start Given entries
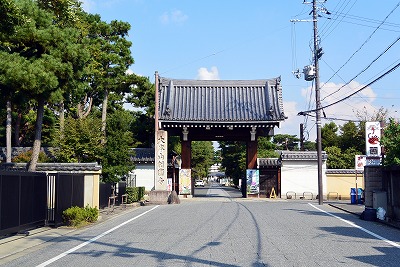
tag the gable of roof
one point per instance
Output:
(143, 155)
(60, 167)
(301, 155)
(220, 100)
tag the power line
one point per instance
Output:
(366, 41)
(359, 90)
(367, 67)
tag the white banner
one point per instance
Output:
(373, 138)
(360, 162)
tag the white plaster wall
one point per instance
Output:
(145, 176)
(89, 192)
(301, 176)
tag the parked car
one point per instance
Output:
(199, 183)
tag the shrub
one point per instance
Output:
(76, 216)
(135, 194)
(92, 214)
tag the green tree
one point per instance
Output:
(391, 140)
(111, 57)
(116, 157)
(286, 142)
(39, 59)
(265, 148)
(80, 140)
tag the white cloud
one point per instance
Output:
(174, 16)
(204, 74)
(88, 5)
(338, 113)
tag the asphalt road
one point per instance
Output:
(217, 229)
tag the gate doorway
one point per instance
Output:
(213, 110)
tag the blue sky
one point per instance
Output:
(245, 40)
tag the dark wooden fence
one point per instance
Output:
(22, 201)
(64, 191)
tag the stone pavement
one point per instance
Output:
(14, 246)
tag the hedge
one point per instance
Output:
(135, 194)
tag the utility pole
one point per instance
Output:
(318, 104)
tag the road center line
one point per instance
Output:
(93, 239)
(394, 244)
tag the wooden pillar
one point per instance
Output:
(251, 162)
(252, 155)
(186, 158)
(186, 154)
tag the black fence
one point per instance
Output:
(64, 191)
(106, 191)
(22, 201)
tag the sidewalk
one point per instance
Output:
(357, 209)
(15, 246)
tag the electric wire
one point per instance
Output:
(366, 41)
(367, 67)
(330, 25)
(359, 90)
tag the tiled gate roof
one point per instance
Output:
(219, 101)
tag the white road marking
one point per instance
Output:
(394, 244)
(93, 239)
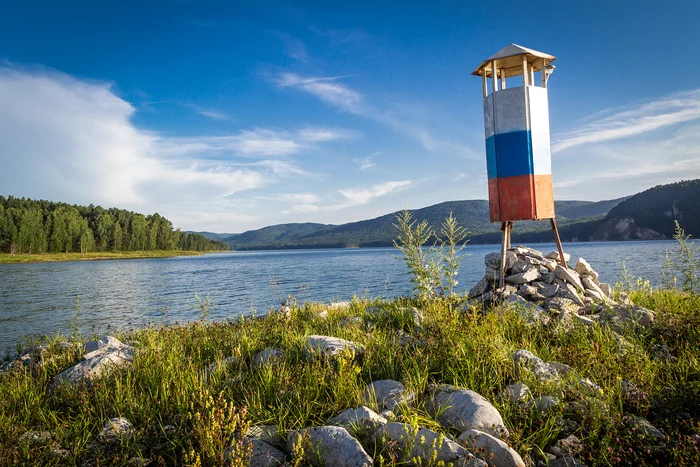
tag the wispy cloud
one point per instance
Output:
(623, 123)
(259, 142)
(359, 196)
(90, 151)
(366, 163)
(331, 90)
end Given entries
Given problem.
Restate word for word, please, the line containing "tag the white plaster wall" and all lines after it through the end of the material; the pictures do not belong in the copy.

Response for this exercise.
tag the white plaster wall
one point per instance
Output:
(145, 176)
(89, 192)
(301, 176)
tag the parked car
one point per instance
Output:
(199, 183)
tag the shrub
one point per instance
Output:
(76, 216)
(135, 194)
(92, 214)
tag the green tree
one point per instance
Output:
(391, 140)
(111, 57)
(116, 157)
(286, 142)
(39, 59)
(265, 148)
(80, 140)
tag the white cloud
one point per instance
Output:
(174, 16)
(204, 74)
(88, 5)
(338, 113)
tag the asphalt road
one point per instance
Output:
(217, 229)
tag the gate doorway
one point per instance
Output:
(213, 110)
tag the blue sky
one point per instance
Output:
(245, 40)
tag the dark wooden fence
one point per instance
Output:
(22, 201)
(64, 191)
tag the stone pavement
one point per instance
Output:
(14, 246)
tag the hedge
one point per instance
Output:
(135, 194)
tag the utility pole
one point per instance
Output:
(318, 104)
tag the road center line
one point per instance
Output:
(93, 239)
(394, 244)
tag the wooden pillar
one point per instance
Output:
(251, 162)
(252, 155)
(186, 158)
(186, 154)
tag the black fence
one point per instance
Output:
(64, 191)
(106, 191)
(22, 201)
tag the sidewalk
one point per instance
Output:
(357, 209)
(15, 246)
tag the electric wire
one point per instance
Output:
(366, 41)
(367, 67)
(330, 25)
(359, 90)
tag the tiled gate roof
one point per instance
Output:
(219, 101)
tag the white road marking
one point per instance
Output:
(394, 244)
(93, 239)
tag the wispy cloud
one point per instance
Output:
(623, 123)
(259, 142)
(359, 196)
(90, 151)
(366, 163)
(331, 90)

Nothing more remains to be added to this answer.